# Exercise directions:
Determine how many lines in the listing hold "headrest" and give only that number.

# Data for the task:
>>

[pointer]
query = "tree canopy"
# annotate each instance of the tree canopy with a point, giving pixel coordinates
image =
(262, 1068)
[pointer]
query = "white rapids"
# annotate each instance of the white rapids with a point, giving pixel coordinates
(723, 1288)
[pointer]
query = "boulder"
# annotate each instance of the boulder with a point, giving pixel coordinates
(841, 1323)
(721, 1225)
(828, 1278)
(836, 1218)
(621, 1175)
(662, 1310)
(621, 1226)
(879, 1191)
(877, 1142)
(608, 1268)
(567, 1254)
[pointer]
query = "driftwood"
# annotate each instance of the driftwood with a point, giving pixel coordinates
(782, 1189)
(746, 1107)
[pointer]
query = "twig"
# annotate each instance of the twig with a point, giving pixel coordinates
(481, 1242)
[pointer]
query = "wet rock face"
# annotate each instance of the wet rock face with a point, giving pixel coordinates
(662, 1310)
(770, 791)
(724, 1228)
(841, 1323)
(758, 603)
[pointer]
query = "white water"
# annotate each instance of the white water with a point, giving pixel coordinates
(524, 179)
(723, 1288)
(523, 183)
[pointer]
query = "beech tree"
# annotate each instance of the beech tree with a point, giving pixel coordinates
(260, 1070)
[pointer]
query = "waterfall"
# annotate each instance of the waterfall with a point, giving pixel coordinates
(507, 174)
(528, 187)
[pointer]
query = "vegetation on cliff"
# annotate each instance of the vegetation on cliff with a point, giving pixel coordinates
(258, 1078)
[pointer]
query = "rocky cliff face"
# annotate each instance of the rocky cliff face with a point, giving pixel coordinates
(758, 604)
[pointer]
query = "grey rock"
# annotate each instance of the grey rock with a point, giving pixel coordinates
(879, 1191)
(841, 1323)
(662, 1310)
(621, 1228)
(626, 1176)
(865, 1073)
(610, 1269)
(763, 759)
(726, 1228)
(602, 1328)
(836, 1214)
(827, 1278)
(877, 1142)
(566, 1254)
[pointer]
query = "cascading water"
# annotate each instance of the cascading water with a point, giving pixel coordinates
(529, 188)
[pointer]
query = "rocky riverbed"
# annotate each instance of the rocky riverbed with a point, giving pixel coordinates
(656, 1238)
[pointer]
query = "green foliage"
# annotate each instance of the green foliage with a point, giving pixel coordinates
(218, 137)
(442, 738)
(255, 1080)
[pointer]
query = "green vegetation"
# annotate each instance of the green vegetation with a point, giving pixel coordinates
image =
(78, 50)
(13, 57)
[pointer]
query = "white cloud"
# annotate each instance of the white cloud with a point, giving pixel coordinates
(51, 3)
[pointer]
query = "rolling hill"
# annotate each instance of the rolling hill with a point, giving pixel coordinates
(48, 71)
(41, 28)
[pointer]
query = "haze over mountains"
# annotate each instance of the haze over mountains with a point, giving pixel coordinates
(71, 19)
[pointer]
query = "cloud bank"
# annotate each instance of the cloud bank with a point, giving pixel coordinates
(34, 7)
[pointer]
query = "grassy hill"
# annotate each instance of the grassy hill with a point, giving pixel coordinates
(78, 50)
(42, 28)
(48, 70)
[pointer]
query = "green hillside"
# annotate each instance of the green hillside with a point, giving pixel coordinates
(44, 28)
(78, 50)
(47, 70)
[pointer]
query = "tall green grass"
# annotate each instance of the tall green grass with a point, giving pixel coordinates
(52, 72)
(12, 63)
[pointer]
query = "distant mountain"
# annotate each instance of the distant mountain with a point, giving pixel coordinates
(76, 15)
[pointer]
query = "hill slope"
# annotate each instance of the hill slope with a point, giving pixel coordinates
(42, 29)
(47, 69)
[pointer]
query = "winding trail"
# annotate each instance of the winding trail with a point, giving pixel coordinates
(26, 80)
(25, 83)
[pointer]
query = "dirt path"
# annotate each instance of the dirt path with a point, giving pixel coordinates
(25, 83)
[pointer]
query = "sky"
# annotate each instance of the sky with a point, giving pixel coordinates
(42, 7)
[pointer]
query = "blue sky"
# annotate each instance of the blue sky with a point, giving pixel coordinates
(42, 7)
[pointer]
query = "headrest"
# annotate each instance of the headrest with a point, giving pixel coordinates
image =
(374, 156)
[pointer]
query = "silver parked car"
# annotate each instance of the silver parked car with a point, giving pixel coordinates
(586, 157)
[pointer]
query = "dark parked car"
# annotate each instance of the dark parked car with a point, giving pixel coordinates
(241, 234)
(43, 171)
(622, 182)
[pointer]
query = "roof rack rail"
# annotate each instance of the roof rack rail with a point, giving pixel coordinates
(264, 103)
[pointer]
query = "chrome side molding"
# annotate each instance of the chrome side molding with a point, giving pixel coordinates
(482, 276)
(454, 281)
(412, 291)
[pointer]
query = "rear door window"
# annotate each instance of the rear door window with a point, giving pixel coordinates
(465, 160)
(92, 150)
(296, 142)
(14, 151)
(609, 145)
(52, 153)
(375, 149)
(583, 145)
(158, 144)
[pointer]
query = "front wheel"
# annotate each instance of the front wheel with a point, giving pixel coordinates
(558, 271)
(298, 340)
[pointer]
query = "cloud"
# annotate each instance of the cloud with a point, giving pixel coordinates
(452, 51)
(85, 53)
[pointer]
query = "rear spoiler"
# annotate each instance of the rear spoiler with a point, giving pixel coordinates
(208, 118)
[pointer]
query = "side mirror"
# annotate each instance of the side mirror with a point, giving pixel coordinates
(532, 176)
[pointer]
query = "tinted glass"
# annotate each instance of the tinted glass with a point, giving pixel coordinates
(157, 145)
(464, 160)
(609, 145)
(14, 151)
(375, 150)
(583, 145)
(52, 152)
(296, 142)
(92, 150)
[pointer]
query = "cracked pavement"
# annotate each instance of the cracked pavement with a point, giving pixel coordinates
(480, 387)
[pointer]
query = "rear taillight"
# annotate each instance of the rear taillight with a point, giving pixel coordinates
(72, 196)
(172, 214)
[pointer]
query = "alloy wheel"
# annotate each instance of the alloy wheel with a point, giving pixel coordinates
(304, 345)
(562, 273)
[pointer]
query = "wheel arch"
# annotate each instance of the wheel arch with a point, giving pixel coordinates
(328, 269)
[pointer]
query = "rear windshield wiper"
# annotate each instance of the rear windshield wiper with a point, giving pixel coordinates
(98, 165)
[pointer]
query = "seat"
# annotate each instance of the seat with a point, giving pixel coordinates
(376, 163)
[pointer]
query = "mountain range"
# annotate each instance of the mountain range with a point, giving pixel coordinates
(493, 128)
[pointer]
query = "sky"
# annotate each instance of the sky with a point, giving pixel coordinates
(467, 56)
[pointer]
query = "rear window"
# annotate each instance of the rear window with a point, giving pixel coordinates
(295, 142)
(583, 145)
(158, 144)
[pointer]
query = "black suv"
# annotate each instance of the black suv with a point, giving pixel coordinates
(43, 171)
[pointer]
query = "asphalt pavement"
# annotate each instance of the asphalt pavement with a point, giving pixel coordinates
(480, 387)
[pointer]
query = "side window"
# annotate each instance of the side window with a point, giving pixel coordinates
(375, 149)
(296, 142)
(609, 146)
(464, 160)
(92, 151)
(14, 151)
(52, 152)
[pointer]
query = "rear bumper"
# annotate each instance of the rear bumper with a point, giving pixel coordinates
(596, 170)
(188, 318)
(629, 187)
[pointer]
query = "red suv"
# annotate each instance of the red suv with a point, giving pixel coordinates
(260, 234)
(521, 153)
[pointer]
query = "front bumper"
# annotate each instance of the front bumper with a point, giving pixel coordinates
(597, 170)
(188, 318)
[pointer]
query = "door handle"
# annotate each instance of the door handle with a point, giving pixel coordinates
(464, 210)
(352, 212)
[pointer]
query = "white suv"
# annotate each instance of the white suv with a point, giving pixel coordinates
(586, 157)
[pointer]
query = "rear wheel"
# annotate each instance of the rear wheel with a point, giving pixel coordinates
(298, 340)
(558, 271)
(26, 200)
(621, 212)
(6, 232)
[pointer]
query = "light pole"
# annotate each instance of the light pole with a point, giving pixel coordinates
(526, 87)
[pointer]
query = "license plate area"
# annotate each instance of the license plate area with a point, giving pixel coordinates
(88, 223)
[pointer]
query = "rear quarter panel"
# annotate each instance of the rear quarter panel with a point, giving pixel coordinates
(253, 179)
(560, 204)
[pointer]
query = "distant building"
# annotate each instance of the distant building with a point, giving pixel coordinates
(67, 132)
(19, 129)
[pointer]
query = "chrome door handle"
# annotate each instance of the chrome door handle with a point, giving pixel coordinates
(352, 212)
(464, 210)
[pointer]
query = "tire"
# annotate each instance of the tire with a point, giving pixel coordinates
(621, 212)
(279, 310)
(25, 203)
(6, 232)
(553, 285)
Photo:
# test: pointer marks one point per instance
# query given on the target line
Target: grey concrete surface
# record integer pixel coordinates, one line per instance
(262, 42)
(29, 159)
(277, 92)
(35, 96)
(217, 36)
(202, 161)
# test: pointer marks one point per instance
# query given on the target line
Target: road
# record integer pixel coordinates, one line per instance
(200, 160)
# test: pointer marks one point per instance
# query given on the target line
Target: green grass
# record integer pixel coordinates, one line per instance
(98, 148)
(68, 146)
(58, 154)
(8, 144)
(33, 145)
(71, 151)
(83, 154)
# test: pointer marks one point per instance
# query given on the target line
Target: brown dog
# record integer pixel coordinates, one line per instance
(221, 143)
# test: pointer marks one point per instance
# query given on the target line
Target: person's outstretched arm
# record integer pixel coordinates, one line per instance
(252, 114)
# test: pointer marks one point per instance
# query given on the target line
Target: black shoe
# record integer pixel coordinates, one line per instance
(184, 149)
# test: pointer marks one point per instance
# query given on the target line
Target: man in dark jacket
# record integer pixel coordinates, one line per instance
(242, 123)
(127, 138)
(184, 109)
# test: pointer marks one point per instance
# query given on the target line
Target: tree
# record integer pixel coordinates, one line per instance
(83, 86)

<<

# Exercise output:
2